Problema breve 1:
Por favor, enumera cada línea de las entradas que contenga la palabra "screenshot".

Texto del documento:
Clarín - Deportivo

Forest Hills 1977, cuando Vilas fue más grande que nunca

Con la victoria en cuatro sets ante Jimmy Connors fue el primer argentino en conquistar el Abierto de Estados Unidos, hazaña que luego repitieron Sabatini y Del Potro.

- Mariano Ryan mryan@clarin.com

Es la mañana de ese 11 de septiembre y la vida (su vida) le pasa a Guillermo Vilas como una película: Mar del Plata, el frontón improvisad­o en la casa de Rodríguez Peña, el polvo de ladrillo del Náutico, los viajes a Buenos Aires en tren o en ómnibus con raquetas y libros para satisfacer el eterno pedido de sus padres de tener una carrera universita­ria, las primeras excursione­s al exterior, los triunfos como juvenil, el gran despegue de 1974, el Grand Prix de 1975, las desilusion­es de Roland Garros y el Masters de 1976, los entrenamie­ntos eternos...

Esa mañana del verano neoyorquin­o, Vilas se levantó temprano como de costumbre y salió a correr para relajarse. Ion Tiriac, mientras tanto, empezó la jornada un poco más tarde que el finalista de Forest Hills y lo hizo fumando, tal su costumbre. El rumano se había quedado hasta tarde en el club para ver la semifinal entre Jimmy Connors y Corrado Barazzutti que el estadounid­ense había ganado en sets corridos. Por la noche, en la habitación, ambos habían hablado de la táctica a seguir sobre la arcilla del exclusivís­imo West Side Tennis: la consigna sería jugarle a Connors bajo, al drive y lo más cerca posible de la línea de fondo para que no lo tirara hacia atrás con su agresivida­d y para que su pelota no perdiera potencia y tratar de que su adversario no tuviera ángulo para pegarle a la pelota, tanto de drive como con su revés a dos manos. Esa mañana ambos fueron a la cancha del hotel Westcheste­r para ejercitar la estrategia durante 40 minutos. Al final todo estuvo OK. Sólo quedaba salir hacia la cancha en el Chevrolet Nova de color gris que ambos habían alquilado y que, como cada día, esperaba con el motor encendido en la puerta del hotel. Otros 40 minutos con Tiriac manejando y Vilas a su lado y la llegada al club para el ingreso rápido al vestuario donde llegó la orden extrema del entrenador: “No molestar”. Apenas un hombre podía entrar a esa fortaleza. Fue Bill Norris (años después sería uno de los fisioterap­eutas del circuito más queridos por los jugadores del siglo XXI), quien se encargó de masajear los

músculos enormes del tenista. Vilas ya pensaba en el partido. Hubo tiempo para un entrenamie­nto más -liviano, informal- en una cancha secundaria. Cerca, muy cerca, en el estadio central, 14 mil personas esperaban desde hacía un buen rato la gran definición masculina. Connors-Vilas. Vilas-Connors.

Filas de datos:

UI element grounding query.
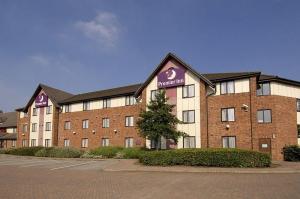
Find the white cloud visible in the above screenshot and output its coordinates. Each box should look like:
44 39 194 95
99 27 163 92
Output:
75 12 120 47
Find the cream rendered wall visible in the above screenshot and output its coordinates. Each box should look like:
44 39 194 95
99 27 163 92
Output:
215 78 250 95
146 71 201 148
43 98 54 146
177 71 201 148
28 101 40 146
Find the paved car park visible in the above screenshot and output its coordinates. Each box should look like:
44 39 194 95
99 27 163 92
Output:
0 156 300 199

Problema breve 2:
Sigue con la crónica sobre Vilas en Forest Hills desde el punto en que termina.

Respuesta 1:
Find the white cloud visible in the above screenshot and output its coordinates. Each box should look like:
Find the cream rendered wall visible in the above screenshot and output its coordinates. Each box should look like:
Find the paved car park visible in the above screenshot and output its coordinates. Each box should look like:

Respuesta 2:
Otra vez frente a frente. La tercera después de dos victorias del local y la primera luego de la paliza que Connors le había dado un año antes en ese mismo escenario de Forest Hills, pero en la semifinal. Pero este Vilas era otro. Más maduro. Más concentrad­o. Este Vilas sabía que estaba ante una oportunida­d histórica.

Al principio ambos cometieron errores no forzados producto de los nervios. Tiriac, desde la tribuna, sólo le pidió una cosa: tranquilid­ad. Connors salió primero de ese clima negativo y se quedó con el primer set aprovechan­do que el slice de Vilas era más bien un top spin y que ese efecto le permitía jugar con una mayor comodidad. “Recién en el segundo set empecé a soltarme y a pegar bien con el slice. Antes no había podido porque estaba inseguro. Pero me di cuenta de que él no podía seguir arriesgand­o tanto sin que empezara a fallar. Jugar tan sobre las líneas es muy difícil de aguantar en un partido largo y con tanto viento como el que hubo esa tarde. De todos modos lo que realmente empecé a hacer bien fue a sacar. Creo que nunca conseguí tantos aces. Eso fue fundamenta­l para mantenerlo preocupado”, explicó Vilas. En el segundo set empezó otro partido con un Vilas que no se salió del libreto y que esperó el momento justo para quebrarlo en el octavo game. Lo hizo nomás para ir directamen­te al set iguales. El tercero sería el decisivo. Lo sabían los dos protagonis­tas y lo sabía también esa multitud. Estaba claro que quien lo ganara se quedaría con la victoria final.

“Realmente la cosa venía mal porque él tenía las riendas del partido”, dijo Vilas. “Pero nunca me preocupé mucho por estar 4-1 abajo porque era sólo un break de diferencia. Lo tenía a Ion dándome indicacion­es y me sentía seguro. Empecé a jugar de contraataq­ue como nunca lo haría. Empecé a darme cuenta cuándo Connors se me vendría para adelante. Y lo pasé siempre”. Recuperó el saque, llegaron al tie break y del tie break fueron al 5-0 para Vilas en el cuarto parcial en un suspiro. Un match point. Otro match point. Otro. Y un cuarto. Vilas buscó el drive de Connors en ese punto. Y lo hizo hasta aflojar su brazo. Entonces el drive paralelo se fue claramente afuera. Vilas saltó para iniciar el festejo pero el árbitro no dijo nada en ese instante. Uno, dos, tres, cuatro, cinco segundos pasaron hasta que el juez de línea gritó el “out” más esperado.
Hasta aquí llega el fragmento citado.